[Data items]
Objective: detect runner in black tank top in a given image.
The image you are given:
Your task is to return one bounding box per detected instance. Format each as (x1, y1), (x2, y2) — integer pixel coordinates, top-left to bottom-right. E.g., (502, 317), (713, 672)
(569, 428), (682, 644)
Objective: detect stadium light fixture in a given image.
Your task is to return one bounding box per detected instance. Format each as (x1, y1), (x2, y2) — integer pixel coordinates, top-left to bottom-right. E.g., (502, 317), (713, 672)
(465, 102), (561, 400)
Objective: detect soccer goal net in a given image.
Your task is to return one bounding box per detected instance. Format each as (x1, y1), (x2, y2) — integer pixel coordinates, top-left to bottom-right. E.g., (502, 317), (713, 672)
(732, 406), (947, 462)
---
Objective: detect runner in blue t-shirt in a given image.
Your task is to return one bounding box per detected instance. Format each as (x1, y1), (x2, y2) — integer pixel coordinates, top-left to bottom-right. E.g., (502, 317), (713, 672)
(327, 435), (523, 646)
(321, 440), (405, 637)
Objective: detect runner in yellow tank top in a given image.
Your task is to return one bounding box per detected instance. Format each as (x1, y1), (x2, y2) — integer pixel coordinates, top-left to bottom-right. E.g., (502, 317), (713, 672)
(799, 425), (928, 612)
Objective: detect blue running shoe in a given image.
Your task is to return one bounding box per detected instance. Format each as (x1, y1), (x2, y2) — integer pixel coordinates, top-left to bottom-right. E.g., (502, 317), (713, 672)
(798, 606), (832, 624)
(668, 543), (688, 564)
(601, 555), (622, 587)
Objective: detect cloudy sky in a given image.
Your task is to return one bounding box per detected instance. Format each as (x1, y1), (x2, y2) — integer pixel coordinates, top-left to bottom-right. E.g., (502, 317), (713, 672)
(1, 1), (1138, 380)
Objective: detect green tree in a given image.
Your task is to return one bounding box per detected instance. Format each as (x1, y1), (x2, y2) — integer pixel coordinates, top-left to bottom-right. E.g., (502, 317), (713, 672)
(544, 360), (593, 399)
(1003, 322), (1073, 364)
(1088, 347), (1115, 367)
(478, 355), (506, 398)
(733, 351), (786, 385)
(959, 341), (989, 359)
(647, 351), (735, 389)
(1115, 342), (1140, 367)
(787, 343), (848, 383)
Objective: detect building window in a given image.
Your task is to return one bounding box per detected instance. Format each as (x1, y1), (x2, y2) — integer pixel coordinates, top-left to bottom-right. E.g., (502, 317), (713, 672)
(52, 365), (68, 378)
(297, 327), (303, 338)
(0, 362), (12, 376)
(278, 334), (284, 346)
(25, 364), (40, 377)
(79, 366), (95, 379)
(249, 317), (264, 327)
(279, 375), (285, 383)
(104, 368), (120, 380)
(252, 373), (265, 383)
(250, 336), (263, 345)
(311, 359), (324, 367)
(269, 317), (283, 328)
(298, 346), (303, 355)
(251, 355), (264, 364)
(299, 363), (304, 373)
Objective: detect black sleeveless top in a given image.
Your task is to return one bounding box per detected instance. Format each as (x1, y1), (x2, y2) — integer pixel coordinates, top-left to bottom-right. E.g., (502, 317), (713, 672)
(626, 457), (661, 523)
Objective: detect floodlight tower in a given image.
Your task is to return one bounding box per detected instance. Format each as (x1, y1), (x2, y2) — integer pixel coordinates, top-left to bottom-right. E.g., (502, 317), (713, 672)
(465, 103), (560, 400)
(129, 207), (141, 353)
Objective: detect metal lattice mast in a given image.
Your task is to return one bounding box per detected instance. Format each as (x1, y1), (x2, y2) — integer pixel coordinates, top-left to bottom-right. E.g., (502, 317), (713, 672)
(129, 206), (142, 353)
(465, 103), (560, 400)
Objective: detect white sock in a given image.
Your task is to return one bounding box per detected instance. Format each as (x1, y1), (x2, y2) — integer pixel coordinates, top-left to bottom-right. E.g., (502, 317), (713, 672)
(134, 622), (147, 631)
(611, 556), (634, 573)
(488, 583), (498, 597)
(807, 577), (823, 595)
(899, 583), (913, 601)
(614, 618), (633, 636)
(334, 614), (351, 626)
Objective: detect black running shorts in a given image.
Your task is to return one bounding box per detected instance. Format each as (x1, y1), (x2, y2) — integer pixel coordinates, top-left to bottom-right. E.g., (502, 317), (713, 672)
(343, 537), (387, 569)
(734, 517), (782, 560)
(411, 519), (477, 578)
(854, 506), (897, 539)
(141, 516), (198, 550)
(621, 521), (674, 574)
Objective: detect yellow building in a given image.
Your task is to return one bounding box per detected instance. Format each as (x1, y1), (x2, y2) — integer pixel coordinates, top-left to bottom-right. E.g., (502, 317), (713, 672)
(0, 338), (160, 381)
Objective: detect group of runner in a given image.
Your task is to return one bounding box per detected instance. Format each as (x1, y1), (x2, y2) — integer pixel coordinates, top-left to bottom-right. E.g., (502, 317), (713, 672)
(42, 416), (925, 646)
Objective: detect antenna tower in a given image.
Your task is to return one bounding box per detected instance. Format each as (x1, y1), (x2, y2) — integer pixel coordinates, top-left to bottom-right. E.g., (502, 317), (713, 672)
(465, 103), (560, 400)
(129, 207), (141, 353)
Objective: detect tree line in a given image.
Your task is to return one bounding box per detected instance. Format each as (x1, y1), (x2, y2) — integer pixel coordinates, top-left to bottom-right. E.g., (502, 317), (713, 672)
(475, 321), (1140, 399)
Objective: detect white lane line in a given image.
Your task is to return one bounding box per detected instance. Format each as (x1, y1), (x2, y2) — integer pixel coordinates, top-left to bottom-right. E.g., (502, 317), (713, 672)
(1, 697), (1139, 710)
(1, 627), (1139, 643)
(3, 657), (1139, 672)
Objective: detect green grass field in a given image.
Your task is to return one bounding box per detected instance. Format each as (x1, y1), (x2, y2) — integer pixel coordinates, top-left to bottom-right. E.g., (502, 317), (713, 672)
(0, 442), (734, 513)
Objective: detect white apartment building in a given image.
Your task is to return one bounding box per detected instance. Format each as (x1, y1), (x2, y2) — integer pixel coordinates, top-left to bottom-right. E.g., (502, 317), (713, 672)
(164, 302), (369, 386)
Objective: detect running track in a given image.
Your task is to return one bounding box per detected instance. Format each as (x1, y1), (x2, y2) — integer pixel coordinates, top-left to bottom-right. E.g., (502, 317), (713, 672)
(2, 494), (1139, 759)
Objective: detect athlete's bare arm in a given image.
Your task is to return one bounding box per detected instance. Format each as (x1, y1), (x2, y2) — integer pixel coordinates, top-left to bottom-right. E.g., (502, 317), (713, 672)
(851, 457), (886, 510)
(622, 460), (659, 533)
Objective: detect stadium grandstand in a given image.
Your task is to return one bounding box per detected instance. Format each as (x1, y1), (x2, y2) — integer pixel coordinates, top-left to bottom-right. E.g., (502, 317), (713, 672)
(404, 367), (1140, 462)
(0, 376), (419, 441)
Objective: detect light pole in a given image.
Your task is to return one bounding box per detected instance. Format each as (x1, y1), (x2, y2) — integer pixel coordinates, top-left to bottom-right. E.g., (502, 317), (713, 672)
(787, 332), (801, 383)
--
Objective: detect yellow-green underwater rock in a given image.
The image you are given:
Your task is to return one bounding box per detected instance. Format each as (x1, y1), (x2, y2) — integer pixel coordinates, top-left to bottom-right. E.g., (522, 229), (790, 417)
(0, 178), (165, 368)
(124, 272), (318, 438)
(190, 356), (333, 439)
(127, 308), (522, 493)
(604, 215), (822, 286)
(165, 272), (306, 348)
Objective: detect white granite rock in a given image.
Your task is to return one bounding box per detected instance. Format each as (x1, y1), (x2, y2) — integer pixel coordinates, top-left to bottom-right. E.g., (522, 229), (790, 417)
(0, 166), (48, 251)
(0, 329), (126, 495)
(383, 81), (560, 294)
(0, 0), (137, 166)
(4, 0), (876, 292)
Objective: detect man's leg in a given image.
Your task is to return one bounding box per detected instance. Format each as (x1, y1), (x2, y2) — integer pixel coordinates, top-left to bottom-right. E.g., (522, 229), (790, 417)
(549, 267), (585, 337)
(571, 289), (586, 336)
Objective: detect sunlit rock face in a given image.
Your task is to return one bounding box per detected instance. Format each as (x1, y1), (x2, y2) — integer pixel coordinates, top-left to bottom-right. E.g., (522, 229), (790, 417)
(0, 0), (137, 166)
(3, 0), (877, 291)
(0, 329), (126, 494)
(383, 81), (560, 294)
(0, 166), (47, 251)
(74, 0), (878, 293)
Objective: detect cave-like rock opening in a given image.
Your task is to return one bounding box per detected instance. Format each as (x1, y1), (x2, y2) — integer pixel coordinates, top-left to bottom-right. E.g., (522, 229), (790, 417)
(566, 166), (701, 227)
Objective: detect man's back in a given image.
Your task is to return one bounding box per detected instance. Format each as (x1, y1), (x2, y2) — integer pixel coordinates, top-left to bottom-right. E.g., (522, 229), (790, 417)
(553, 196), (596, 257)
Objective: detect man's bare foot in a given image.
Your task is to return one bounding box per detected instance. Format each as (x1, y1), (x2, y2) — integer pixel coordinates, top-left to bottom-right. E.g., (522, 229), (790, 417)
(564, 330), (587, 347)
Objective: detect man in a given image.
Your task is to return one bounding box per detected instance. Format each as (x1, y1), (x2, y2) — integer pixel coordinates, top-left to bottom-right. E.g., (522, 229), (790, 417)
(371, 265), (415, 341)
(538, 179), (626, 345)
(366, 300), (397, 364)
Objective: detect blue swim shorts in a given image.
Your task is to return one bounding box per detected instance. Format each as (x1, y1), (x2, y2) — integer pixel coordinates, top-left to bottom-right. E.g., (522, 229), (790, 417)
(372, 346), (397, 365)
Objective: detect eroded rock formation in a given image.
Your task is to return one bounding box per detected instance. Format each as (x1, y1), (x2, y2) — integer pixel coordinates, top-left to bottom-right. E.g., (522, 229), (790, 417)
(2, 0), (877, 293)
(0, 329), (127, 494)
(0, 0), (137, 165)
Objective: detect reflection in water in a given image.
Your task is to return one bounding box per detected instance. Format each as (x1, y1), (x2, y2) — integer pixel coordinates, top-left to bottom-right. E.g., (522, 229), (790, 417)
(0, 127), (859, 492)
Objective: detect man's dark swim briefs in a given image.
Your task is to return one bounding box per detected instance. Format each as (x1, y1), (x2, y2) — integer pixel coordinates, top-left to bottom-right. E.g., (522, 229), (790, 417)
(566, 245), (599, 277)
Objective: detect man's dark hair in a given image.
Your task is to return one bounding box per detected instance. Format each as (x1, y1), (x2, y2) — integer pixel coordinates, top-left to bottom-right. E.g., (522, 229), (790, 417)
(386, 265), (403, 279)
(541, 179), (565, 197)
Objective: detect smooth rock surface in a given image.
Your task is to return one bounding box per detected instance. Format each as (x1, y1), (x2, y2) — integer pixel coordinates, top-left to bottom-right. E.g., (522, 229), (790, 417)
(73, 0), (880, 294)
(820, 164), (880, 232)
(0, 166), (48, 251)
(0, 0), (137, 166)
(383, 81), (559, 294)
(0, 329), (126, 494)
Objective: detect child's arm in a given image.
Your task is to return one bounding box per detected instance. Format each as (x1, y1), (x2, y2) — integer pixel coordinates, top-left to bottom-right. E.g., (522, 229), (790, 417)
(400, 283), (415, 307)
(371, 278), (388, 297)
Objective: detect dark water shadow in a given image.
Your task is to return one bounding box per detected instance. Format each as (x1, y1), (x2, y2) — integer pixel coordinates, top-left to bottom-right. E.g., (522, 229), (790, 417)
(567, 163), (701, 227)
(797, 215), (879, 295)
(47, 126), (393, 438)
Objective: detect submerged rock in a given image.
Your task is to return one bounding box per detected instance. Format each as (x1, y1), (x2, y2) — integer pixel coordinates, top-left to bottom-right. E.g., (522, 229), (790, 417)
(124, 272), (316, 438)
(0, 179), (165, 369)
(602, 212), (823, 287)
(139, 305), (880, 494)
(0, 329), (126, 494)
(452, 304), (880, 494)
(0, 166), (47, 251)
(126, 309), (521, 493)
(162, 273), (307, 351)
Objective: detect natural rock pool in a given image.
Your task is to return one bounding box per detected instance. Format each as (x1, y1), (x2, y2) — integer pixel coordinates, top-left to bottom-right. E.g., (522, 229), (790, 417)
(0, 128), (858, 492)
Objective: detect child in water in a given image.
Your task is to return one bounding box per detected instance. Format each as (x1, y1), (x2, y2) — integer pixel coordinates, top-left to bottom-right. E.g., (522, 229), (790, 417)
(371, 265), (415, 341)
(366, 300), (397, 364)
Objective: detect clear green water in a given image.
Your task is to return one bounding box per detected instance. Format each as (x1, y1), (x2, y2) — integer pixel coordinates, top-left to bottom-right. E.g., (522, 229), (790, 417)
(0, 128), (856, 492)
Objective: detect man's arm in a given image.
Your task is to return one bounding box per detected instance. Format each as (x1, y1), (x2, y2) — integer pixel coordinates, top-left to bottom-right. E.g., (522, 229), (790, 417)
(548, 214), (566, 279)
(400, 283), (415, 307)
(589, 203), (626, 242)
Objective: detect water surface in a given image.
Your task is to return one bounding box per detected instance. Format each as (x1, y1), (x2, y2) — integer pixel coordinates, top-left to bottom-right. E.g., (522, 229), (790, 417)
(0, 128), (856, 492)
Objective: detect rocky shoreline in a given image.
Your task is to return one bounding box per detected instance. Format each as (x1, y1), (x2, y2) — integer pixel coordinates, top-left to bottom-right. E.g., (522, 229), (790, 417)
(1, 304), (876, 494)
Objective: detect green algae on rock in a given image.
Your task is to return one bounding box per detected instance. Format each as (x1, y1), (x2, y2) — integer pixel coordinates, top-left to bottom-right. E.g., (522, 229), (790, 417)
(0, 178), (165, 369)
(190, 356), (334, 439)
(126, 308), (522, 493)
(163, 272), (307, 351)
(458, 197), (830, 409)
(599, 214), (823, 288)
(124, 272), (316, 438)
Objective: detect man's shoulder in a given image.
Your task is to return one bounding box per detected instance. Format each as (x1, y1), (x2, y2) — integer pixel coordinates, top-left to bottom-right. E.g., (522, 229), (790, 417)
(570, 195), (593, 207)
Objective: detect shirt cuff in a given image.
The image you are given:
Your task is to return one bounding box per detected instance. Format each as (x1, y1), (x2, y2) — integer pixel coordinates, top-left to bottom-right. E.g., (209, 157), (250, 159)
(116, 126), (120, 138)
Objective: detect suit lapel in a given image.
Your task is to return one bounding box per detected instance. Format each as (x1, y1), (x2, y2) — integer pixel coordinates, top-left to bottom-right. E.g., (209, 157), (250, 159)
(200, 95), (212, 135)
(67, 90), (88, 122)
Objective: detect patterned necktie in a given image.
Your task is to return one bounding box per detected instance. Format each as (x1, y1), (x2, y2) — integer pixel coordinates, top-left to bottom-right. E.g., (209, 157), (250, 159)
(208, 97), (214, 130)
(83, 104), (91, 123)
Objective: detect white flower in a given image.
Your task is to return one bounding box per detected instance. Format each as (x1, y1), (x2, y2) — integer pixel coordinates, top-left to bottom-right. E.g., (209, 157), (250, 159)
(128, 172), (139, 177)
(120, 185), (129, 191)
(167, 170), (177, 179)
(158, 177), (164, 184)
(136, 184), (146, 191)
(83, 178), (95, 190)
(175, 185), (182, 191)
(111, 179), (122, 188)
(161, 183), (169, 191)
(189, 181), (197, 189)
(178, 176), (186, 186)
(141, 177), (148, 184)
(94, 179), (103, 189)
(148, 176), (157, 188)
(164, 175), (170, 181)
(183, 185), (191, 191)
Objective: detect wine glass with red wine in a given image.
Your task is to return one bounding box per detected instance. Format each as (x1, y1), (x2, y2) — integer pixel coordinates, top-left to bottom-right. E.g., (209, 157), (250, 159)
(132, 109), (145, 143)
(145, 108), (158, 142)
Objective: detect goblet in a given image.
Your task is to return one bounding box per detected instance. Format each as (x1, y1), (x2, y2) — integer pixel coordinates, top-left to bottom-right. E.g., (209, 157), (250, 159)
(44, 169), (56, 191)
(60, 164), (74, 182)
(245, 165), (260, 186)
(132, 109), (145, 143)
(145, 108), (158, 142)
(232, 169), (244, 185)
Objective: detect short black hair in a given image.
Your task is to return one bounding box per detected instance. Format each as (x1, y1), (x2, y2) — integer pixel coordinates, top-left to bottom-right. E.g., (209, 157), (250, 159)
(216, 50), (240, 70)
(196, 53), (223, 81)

Task item.
In which lines of the records does the word "child" appear? Copy each of them.

Task output.
Objective: detect child's arm in a given image.
Objective: detect child in water in a given image.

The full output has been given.